Instructions for the task:
Your reply should be the whole listing, copied exactly, with the pictures left out.

Exercise data:
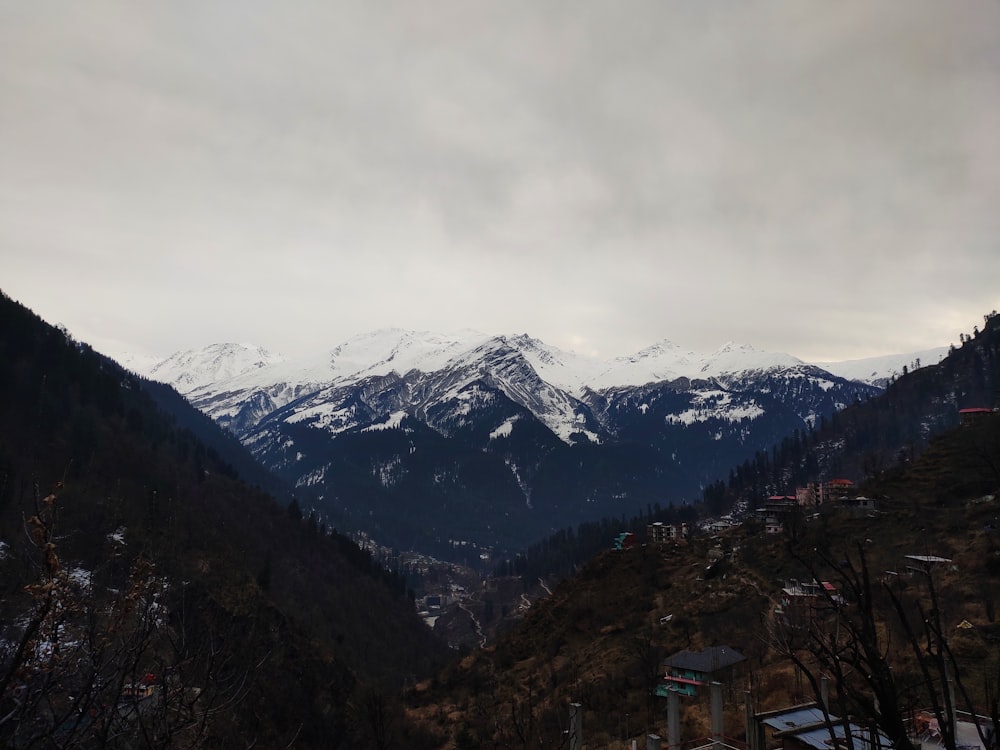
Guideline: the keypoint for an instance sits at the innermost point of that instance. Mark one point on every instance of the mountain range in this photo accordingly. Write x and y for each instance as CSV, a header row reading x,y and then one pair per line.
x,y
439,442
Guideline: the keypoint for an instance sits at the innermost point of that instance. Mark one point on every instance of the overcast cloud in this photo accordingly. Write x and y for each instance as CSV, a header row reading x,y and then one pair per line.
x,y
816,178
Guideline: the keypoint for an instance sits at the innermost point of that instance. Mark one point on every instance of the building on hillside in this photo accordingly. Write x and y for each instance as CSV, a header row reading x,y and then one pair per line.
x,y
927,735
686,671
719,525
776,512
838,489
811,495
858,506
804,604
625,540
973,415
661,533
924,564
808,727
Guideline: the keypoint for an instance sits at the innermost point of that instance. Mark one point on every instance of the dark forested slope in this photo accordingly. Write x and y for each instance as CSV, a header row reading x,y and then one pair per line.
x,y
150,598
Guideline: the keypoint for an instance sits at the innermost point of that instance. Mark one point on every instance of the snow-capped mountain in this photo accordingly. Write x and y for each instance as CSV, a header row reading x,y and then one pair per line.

Solved problem:
Guideline: the keypoint for an instance sits at the innermost point of that instance. Mark one point on every instance of the mountain range in this photo accordingly. Write x and y for each instance as CSV, a header row reading x,y and then one pair per line.
x,y
439,442
Guideline: the keypoint for an instance sits at the innermost point of that instance. Mark one point on every instance of the overcast cloud in this photo accordingly. Write x and y for each instance as CSV, a header row reading x,y and then one pair per line.
x,y
816,178
Guideline: the keypoint for an instance sits at the innermost point of that instance. Mark one point on every instance of the building on hillside in this photo accordingly. Write x and y for each instance as CSV, a header row reading x,y and then one pair per line.
x,y
927,735
686,671
719,525
776,512
838,489
811,495
858,506
804,604
625,540
973,415
661,533
924,564
808,727
Guideline: the keypoint for an instance sits at the innermost point of that instance. Mark one point on every instance of the dark forested slope in this photo accordingly. Write x and y for each instance as CSV, a header row reading x,y and then one pair per line.
x,y
150,598
Guideline: the keypoint for an instance sits at the innermost point of that instance. Mark one point on every instance of the snow-capped mountain in this photo accordingly. Write x and y for each instance as CSV, a header row reading x,y and then one pair per line.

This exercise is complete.